## What to produce
Gather every line of the data below that contains the word "white", matching case exactly, and copy each one.
──────
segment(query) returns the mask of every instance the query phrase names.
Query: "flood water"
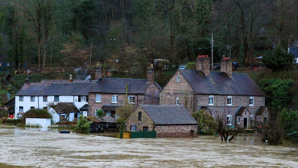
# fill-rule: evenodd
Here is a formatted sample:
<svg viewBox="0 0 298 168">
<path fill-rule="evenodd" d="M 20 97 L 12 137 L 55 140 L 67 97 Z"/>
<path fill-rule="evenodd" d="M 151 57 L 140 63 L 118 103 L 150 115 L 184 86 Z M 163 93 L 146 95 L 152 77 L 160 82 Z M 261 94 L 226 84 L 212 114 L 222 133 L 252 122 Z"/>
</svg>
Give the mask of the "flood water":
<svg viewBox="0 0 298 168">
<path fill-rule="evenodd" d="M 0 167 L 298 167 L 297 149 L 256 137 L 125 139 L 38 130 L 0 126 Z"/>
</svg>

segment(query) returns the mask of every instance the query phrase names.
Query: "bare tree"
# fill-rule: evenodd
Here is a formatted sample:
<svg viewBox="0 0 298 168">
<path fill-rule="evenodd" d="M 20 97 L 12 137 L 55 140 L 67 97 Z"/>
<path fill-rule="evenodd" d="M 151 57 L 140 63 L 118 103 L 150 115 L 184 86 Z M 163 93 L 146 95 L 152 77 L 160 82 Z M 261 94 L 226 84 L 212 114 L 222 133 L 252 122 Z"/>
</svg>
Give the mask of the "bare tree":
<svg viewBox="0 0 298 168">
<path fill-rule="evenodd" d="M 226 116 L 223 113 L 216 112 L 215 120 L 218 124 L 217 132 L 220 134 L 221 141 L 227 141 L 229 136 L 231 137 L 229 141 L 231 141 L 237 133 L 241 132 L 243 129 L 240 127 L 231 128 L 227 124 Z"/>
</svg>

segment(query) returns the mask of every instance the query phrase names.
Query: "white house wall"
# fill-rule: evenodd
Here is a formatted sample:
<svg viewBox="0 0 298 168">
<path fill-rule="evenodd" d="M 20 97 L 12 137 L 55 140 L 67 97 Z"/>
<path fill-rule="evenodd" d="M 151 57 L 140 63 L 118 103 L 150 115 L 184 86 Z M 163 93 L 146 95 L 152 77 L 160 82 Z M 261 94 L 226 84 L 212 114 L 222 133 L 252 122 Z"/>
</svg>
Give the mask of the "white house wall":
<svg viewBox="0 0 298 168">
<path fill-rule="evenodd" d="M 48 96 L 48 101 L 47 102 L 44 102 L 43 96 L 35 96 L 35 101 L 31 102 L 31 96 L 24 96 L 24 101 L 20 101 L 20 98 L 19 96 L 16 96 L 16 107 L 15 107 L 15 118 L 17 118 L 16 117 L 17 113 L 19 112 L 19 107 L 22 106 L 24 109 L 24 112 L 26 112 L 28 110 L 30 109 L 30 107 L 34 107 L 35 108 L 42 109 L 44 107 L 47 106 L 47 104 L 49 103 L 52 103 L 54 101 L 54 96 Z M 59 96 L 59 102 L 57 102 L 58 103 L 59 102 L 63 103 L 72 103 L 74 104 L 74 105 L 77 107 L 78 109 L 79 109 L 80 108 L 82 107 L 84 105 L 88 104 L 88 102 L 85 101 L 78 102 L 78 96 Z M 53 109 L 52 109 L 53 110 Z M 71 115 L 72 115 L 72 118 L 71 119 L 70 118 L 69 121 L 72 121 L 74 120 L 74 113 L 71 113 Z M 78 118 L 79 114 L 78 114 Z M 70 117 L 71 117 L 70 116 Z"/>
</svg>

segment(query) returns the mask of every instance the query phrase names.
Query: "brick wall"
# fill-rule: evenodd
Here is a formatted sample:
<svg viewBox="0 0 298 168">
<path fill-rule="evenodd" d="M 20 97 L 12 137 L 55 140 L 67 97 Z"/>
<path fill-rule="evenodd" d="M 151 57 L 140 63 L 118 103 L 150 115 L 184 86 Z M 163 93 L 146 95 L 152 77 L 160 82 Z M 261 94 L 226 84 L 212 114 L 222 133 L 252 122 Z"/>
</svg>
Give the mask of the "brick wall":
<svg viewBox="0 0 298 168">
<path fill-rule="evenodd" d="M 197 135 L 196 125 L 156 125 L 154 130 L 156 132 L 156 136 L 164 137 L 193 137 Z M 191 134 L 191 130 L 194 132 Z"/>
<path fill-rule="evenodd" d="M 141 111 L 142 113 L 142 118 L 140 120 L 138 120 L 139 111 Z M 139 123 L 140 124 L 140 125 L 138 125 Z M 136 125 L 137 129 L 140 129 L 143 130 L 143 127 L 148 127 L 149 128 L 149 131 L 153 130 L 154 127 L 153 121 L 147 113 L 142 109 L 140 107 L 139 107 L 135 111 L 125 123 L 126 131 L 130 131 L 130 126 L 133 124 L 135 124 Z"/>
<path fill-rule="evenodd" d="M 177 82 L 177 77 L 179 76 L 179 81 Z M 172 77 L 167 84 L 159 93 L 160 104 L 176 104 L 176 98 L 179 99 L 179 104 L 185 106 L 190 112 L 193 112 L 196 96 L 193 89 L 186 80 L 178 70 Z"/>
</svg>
──────
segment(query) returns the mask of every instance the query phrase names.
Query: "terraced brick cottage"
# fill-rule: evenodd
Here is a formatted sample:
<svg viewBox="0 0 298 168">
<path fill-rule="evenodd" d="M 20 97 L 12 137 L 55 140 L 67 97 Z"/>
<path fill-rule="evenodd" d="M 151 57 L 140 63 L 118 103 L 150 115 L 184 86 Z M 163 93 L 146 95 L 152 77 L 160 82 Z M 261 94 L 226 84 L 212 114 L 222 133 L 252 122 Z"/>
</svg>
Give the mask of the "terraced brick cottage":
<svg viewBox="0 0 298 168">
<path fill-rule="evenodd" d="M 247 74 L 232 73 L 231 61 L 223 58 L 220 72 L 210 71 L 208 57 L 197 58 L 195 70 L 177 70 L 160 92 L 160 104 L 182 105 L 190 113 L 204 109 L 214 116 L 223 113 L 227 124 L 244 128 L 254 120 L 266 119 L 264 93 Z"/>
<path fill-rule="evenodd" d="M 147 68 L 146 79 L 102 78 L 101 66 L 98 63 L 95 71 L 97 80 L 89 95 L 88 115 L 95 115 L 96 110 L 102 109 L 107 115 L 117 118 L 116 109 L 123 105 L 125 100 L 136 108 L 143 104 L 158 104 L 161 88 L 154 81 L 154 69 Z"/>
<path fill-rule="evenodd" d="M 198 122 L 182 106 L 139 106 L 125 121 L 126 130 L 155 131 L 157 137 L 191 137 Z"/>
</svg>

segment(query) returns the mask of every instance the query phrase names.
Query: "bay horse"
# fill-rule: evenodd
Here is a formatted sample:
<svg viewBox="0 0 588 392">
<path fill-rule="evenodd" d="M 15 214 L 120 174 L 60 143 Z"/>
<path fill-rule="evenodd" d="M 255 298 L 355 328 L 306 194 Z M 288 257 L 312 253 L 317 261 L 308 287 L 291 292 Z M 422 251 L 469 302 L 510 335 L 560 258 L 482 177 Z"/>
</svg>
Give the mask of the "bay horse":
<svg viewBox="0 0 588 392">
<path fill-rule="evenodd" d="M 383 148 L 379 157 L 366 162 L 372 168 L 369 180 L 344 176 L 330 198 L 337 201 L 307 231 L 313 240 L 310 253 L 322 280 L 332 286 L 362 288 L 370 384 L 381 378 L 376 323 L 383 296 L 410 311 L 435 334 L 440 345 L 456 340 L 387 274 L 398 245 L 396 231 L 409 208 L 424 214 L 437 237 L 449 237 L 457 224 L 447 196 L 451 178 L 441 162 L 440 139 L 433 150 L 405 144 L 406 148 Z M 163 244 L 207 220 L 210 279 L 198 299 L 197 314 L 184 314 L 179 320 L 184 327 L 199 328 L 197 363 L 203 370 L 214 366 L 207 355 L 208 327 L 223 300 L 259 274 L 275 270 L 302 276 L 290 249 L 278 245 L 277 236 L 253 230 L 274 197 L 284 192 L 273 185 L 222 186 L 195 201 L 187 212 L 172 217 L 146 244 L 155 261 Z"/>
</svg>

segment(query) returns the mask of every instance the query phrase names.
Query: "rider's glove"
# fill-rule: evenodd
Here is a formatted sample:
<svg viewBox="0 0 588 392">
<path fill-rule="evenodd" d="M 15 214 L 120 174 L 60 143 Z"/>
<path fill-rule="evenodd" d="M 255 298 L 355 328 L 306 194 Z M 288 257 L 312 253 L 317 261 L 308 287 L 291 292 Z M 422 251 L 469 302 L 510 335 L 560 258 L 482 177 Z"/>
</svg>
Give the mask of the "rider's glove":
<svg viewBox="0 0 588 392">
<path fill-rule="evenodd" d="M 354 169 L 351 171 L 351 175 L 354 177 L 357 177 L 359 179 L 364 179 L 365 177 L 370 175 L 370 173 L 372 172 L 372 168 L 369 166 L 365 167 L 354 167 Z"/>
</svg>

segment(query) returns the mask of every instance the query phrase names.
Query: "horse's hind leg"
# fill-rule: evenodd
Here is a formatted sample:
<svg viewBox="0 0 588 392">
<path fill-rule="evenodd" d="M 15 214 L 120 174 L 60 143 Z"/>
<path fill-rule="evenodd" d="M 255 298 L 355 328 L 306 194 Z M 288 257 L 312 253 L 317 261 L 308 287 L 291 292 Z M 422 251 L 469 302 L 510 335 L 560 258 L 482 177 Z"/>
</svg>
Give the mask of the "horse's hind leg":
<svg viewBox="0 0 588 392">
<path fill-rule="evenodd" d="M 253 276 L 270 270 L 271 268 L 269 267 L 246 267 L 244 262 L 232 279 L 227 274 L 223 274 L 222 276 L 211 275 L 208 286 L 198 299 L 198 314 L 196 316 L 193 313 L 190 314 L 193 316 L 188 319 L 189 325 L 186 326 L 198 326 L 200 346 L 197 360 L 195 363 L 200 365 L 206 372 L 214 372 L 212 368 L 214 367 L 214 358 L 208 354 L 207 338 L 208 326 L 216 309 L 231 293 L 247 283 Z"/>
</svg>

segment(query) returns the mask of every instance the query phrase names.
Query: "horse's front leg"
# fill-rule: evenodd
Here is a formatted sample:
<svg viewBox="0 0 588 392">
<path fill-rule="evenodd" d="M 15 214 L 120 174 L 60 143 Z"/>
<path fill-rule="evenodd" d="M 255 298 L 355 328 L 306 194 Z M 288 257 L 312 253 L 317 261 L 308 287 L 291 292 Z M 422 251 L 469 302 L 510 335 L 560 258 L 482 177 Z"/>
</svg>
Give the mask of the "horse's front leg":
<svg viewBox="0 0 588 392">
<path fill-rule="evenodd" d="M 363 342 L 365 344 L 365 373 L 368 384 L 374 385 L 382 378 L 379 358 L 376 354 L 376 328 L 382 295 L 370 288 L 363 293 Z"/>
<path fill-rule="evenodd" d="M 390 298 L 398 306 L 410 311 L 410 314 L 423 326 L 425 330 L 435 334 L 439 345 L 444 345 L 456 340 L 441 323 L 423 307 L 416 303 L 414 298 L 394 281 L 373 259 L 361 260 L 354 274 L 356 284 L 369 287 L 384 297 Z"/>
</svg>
──────
## Final result
Query: "white house wall"
Give the mask of the "white house wall":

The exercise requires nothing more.